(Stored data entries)

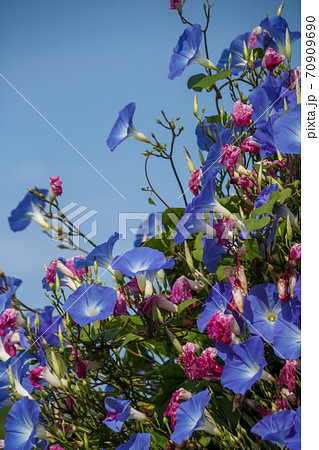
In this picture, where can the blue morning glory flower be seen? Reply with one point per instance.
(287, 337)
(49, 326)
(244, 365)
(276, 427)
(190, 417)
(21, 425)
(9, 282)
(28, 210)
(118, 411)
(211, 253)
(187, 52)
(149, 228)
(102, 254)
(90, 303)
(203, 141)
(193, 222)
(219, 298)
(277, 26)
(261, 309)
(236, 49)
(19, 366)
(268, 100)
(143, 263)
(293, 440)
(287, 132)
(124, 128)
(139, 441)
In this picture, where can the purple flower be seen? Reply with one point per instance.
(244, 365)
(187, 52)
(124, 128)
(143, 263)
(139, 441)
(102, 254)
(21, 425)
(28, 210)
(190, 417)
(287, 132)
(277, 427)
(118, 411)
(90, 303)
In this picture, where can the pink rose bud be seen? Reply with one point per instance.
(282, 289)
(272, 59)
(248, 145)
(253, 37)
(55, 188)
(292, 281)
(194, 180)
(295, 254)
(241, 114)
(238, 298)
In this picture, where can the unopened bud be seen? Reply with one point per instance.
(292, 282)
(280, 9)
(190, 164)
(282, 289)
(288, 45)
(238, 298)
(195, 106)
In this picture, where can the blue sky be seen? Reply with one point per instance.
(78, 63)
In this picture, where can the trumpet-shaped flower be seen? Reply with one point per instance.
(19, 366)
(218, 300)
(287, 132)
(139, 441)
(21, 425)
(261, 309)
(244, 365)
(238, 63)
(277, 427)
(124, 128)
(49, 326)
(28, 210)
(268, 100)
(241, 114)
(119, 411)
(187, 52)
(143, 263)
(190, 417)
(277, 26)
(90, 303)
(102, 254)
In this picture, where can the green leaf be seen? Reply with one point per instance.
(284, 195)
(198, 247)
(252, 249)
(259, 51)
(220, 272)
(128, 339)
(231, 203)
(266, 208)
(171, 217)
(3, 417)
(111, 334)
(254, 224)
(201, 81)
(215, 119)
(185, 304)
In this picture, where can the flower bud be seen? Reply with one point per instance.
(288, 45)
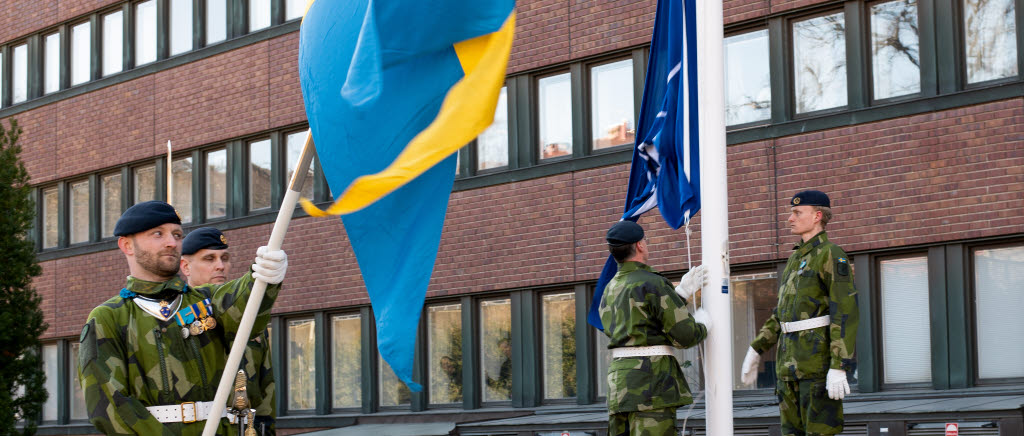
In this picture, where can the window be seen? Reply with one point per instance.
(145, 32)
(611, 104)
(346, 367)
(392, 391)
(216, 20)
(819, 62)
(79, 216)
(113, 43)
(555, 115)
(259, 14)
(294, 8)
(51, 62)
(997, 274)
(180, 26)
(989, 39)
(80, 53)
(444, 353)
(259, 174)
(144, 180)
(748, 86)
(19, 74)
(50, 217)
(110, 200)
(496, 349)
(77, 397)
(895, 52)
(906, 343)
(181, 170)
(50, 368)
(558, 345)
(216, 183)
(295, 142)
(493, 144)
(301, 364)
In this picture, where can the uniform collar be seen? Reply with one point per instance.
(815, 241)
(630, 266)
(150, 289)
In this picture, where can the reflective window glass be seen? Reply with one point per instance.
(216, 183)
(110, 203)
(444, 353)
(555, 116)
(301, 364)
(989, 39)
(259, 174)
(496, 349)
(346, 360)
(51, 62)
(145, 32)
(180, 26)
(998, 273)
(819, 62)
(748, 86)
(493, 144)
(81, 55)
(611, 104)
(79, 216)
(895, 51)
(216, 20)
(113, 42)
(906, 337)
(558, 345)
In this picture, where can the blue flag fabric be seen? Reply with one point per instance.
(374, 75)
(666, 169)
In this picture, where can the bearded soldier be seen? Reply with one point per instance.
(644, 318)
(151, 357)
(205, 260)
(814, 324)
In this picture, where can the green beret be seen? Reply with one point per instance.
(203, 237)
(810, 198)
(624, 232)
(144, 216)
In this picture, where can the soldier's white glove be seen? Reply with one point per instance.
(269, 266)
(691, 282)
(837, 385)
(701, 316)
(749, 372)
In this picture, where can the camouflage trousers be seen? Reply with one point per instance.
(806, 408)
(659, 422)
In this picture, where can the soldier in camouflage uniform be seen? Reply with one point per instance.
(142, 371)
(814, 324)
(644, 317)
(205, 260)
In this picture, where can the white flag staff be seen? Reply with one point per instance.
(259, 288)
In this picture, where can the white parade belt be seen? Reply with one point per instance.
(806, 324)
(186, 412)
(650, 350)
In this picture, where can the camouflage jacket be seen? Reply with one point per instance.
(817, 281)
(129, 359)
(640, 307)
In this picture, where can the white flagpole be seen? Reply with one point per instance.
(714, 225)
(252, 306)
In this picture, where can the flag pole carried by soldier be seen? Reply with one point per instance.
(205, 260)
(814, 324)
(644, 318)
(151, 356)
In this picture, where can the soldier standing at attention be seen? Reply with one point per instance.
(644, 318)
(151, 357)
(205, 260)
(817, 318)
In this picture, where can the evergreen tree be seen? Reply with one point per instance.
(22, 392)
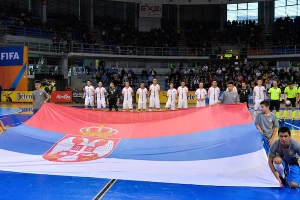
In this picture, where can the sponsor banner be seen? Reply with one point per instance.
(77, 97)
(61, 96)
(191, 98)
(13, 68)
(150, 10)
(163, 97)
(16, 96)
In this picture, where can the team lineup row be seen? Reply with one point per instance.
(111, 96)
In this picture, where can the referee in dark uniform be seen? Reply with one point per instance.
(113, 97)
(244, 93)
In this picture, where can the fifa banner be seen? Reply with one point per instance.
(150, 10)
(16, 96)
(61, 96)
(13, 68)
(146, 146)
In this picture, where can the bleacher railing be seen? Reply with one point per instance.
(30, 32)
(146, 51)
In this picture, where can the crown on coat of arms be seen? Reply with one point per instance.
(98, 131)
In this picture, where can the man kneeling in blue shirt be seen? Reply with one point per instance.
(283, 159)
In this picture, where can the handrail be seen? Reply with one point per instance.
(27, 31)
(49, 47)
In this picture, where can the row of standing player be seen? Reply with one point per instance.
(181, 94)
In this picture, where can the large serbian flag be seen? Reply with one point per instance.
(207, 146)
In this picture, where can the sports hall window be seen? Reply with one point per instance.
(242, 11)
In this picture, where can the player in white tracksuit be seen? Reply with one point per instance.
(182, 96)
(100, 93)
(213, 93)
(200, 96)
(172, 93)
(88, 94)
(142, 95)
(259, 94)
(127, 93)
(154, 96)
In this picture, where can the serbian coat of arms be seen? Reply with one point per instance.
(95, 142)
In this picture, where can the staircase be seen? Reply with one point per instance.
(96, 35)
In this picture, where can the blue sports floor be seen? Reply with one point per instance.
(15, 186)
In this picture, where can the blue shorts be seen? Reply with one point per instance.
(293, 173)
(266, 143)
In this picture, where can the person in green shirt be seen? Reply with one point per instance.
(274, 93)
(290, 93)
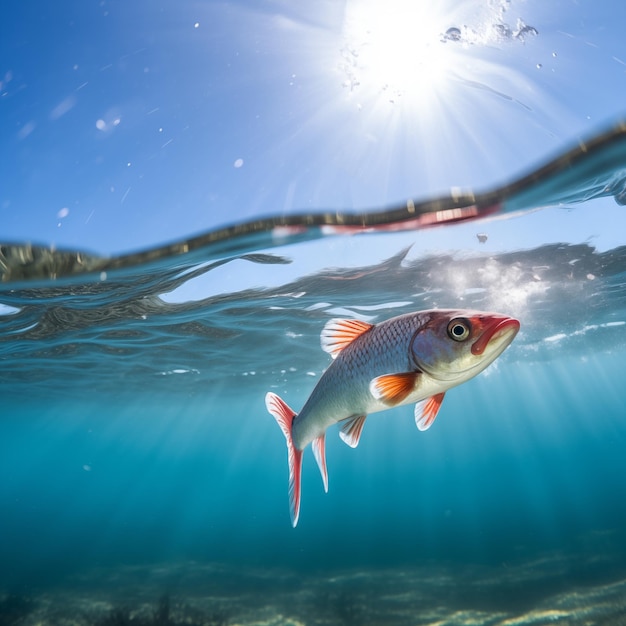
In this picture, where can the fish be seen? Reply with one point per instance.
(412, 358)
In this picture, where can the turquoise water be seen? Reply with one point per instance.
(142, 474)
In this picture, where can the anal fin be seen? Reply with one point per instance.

- [EXERCISE OBJECTIVE] Can you reproduce all of the data above word for word, omitting the pictures?

- [RESULT]
In this picture, where can the blue morning glory flower be seen? Reply with one point per instance.
(287, 337)
(49, 326)
(244, 365)
(276, 427)
(190, 417)
(21, 425)
(9, 282)
(28, 210)
(118, 411)
(211, 253)
(187, 52)
(149, 228)
(102, 254)
(90, 303)
(203, 141)
(193, 222)
(219, 298)
(277, 26)
(261, 309)
(236, 49)
(19, 366)
(268, 100)
(143, 263)
(293, 440)
(287, 132)
(124, 128)
(139, 441)
In this picture, where can the purple flower be seen? Reply with one point per instance.
(244, 365)
(187, 52)
(124, 128)
(143, 263)
(139, 441)
(102, 254)
(21, 425)
(28, 210)
(190, 417)
(287, 132)
(277, 427)
(118, 411)
(90, 303)
In this picture, where can the pink rose bud be seen? Reply with one point per instance.
(282, 289)
(272, 59)
(248, 145)
(253, 37)
(55, 188)
(292, 281)
(194, 180)
(295, 254)
(241, 114)
(238, 298)
In this picture, where can the unopened bud be seen? Reply with one point per instance.
(292, 282)
(280, 9)
(190, 164)
(282, 289)
(288, 45)
(238, 298)
(195, 106)
In this picture, where can the blue sky be seen? Reply with one point per instance.
(78, 63)
In this picture, where can the trumpet-shaped flower be seen? Reply with one point per instance.
(19, 366)
(218, 300)
(287, 132)
(139, 441)
(21, 425)
(261, 309)
(244, 365)
(238, 63)
(277, 427)
(124, 128)
(49, 326)
(28, 210)
(268, 100)
(241, 114)
(119, 411)
(187, 52)
(143, 263)
(190, 417)
(277, 26)
(90, 303)
(102, 254)
In this picture, where can the green leaf be seen? Reply with one point per instance.
(284, 195)
(198, 247)
(252, 249)
(259, 51)
(220, 272)
(128, 339)
(231, 203)
(266, 208)
(171, 217)
(3, 417)
(111, 334)
(254, 224)
(201, 81)
(215, 119)
(185, 304)
In this picture, where can the flower bud be seen? Reply with one point per instance.
(288, 45)
In this picture, where can the window be seen? Reply with one point per instance.
(145, 32)
(611, 104)
(346, 367)
(392, 391)
(216, 20)
(819, 62)
(79, 216)
(113, 43)
(555, 115)
(259, 14)
(294, 8)
(51, 62)
(997, 274)
(180, 26)
(989, 39)
(80, 53)
(444, 353)
(259, 174)
(144, 180)
(748, 86)
(19, 74)
(50, 217)
(110, 200)
(496, 349)
(77, 397)
(895, 52)
(906, 343)
(181, 170)
(50, 368)
(558, 345)
(216, 183)
(295, 142)
(493, 144)
(301, 364)
In this picture, where can the uniform collar be seen? Reply with one point per instance.
(815, 241)
(630, 266)
(150, 289)
In this picture, where can the reflective window glass be seen? Reply with one point per instance.
(216, 183)
(110, 203)
(444, 353)
(555, 116)
(301, 364)
(989, 39)
(259, 174)
(496, 349)
(346, 360)
(51, 62)
(145, 32)
(180, 26)
(998, 273)
(819, 62)
(748, 86)
(493, 144)
(81, 55)
(611, 104)
(79, 216)
(895, 51)
(216, 20)
(113, 42)
(906, 337)
(558, 345)
In this picture, where can the blue flag fabric be seen? Reply with one point per instance.
(374, 75)
(666, 169)
In this picture, where can the bearded soldier be seen? Reply with one point per instance.
(644, 318)
(151, 357)
(205, 260)
(814, 324)
In this picture, where can the green beret be seen? Reply with one point per instance.
(203, 237)
(810, 198)
(624, 232)
(144, 216)
In this picture, where can the soldier's white glove be seen? Reply with one point per instance.
(269, 266)
(691, 282)
(837, 385)
(701, 316)
(749, 372)
In this picture, where can the camouflage trousers be seen? Reply with one point per instance.
(806, 408)
(659, 422)
In this picture, where can the soldier in camouflage uniform be seen? Reply with one point per instance.
(142, 371)
(814, 324)
(644, 317)
(205, 260)
In this picture, where can the white flag staff be seen? Reply with one point per instance.
(259, 288)
In this picture, where can the white parade belt be seen? Reply with one point per instance.
(806, 324)
(186, 412)
(650, 350)
In this picture, where can the camouflage jacket be seen? Reply with one point per instance.
(817, 281)
(129, 359)
(640, 307)
In this picture, where can the white flagpole be seen? Reply with one point per instance.
(714, 225)
(252, 306)
In this picture, where can the flag pole carried by soldier be seen? Reply with one point per instance.
(205, 260)
(814, 324)
(644, 318)
(151, 356)
In this picture, where can the soldier standing at attention be seen? Reply with one point per instance.
(644, 318)
(151, 357)
(205, 260)
(817, 318)
In this picture, where can the evergreen tree be seen? Reply with one point per instance.
(22, 392)
In this picture, where can the sponsor banner be seen? Reply with one point per instance.
(77, 97)
(61, 96)
(191, 98)
(13, 68)
(150, 10)
(163, 97)
(16, 96)
In this picture, where can the team lineup row be seen? Reply with one point per instance.
(111, 96)
In this picture, where can the referee in dark uniform be seen? Reply with one point per instance.
(113, 97)
(244, 93)
In this picture, where can the fifa banner be seen? Reply with one point per instance.
(150, 10)
(16, 96)
(61, 96)
(13, 68)
(146, 146)
In this picture, where can the bleacher railing be seen? Reply with one point per instance.
(30, 32)
(146, 51)
In this picture, where can the crown on coat of arms be seen? Reply with one point per instance.
(98, 131)
In this picture, where can the man kneeling in blue shirt be seen? Reply with one point per instance.
(283, 159)
In this picture, where can the handrail be seen? Reply with one point per instance.
(27, 31)
(49, 47)
In this picture, where can the row of standing player be seen? Reply with one point per instance.
(181, 94)
In this picture, where can the large serbian flag be seen? Reply with one point per instance.
(207, 146)
In this picture, where can the sports hall window be seen? Reply with one point per instance.
(242, 11)
In this picture, where can the player in white tracksuit be seen? Reply with one point per instance.
(182, 96)
(100, 93)
(213, 93)
(200, 96)
(172, 93)
(88, 94)
(142, 95)
(259, 94)
(127, 93)
(154, 96)
In this picture, where can the serbian coat of arms be seen? Reply with one point per instance.
(95, 142)
In this picture, where can the staircase be seen? Reply with one point per instance.
(96, 35)
In this picture, where can the blue sports floor be seen? Reply with one point per instance.
(15, 186)
In this picture, where can the blue shorts be seen? Reply with one point per instance.
(293, 173)
(266, 143)
In this picture, where can the person in green shirt be seen? Reply with one point per instance.
(274, 93)
(290, 93)
In this picture, where can the fish be seen? Reply with one point per instance.
(412, 358)
In this picture, where can the turquoise water be seen? Reply with one point per instance.
(142, 474)
In this picture, where can the anal fin be seen? Reply with one point per instance.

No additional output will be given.